**Complete the following**
a – Translate this sentence from the fundraising page into Spanish: "She was malnourished, weak, and defeated."
b – Rewrite the fundraising page between "Going forward, Caroline" and "weak, and defeated.", inclusive, switching "malnourished" to "undernourished".

*** Opening Passage ***

Welcome to the Carolines Crusaders Ride for a Cure fundraising page! My name is Alli Powderly. I created this team in honor of and with my best friend Caroline.
In August 2020 Caroline underwent laparoscopic surgery for an illness she had been battling for a year. The surgery, although successful in helping the illness she was dealing with, went wrong, and resulted in a nicked artery, causing over a liter of her blood to leak into her stomach. After getting home from the surgery, she passed out, and was rushed back to the hospital for emergency surgery. Although the nicked artery was patched, the damage was permanent. This resulted in the condition called Gastroparesis, also known as delayed gastric emptying.
Going forward, Caroline lost 30 pounds and almost every time she ate would throw up. She was admitted multiple times over the next couple of months receiving treatment trying to relieve her of her pain, but nothing seemed to help. She was malnourished, weak, and defeated.
However, other symptoms started to arise and doctors began to suspect there was something else going on, so they called for a full body MRI. When they did that, they found a Chiari Malformation, a structural defect where the lower part of your brain presses on and through an opening in the base of the skull and cerebellum into the spinal canal. When part of the cerebellum extends below this opening and into the upper spinal canal, it makes it a CM. This can put pressure on your brain stem and spinal cord and block the flow of cerebrospinal fluid (CSF)—the clear liquid that surrounds and cushions the brain and spinal cord. Some people with CMs don’t have symptoms, however Caroline’s symptoms overlapped with her gastroparesis, making daily life very difficult.

*** Closing Passage ***
*** Opening Data shown ***

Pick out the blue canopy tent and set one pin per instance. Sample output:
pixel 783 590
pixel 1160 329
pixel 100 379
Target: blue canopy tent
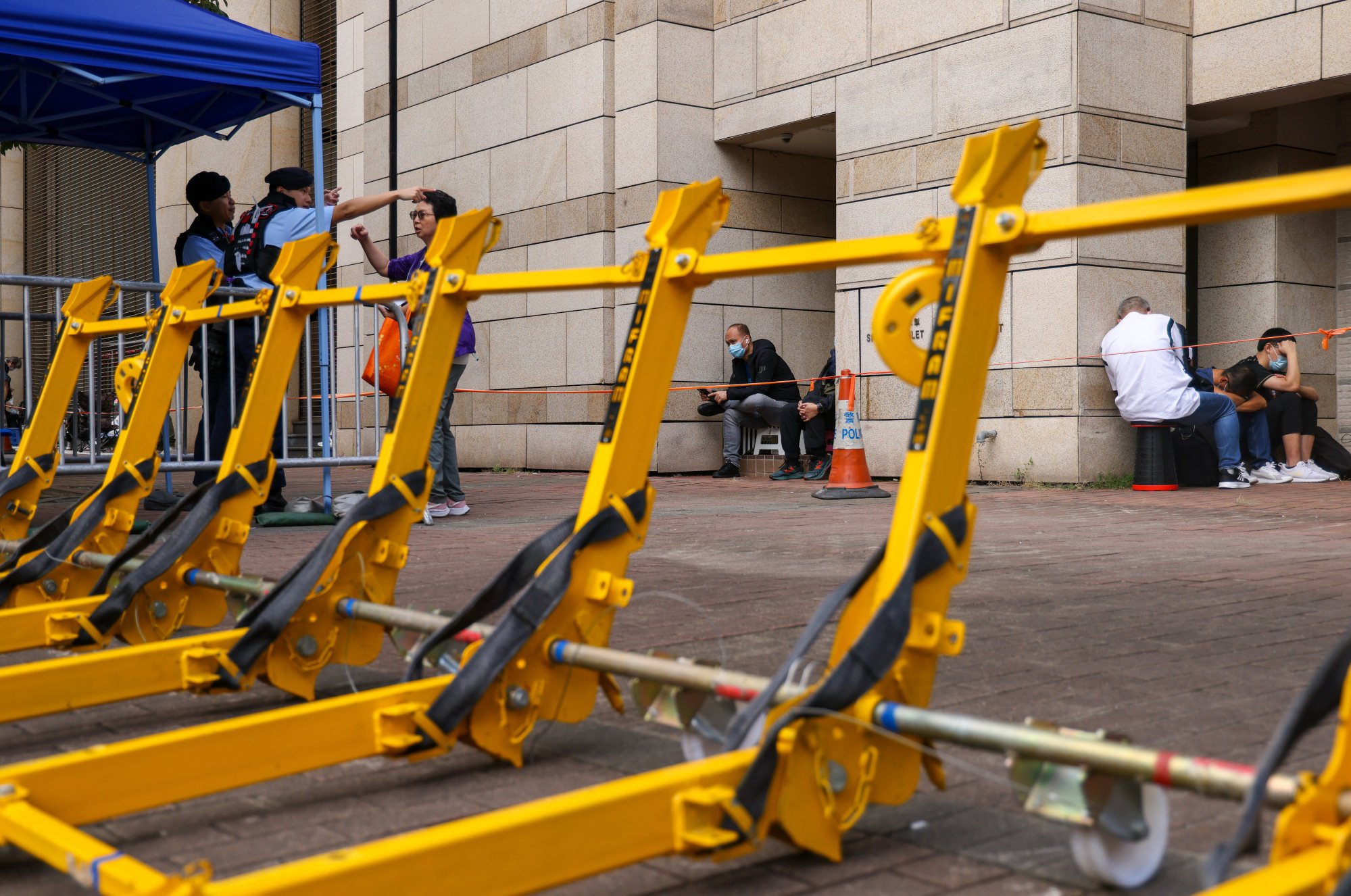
pixel 135 78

*** Closing Data shown ***

**Outputs by task**
a – Estaba desnutrida, débil y derrotada.

b –
Going forward, Caroline lost 30 pounds and almost every time she ate would throw up. She was admitted multiple times over the next couple of months receiving treatment trying to relieve her of her pain, but nothing seemed to help. She was undernourished, weak, and defeated.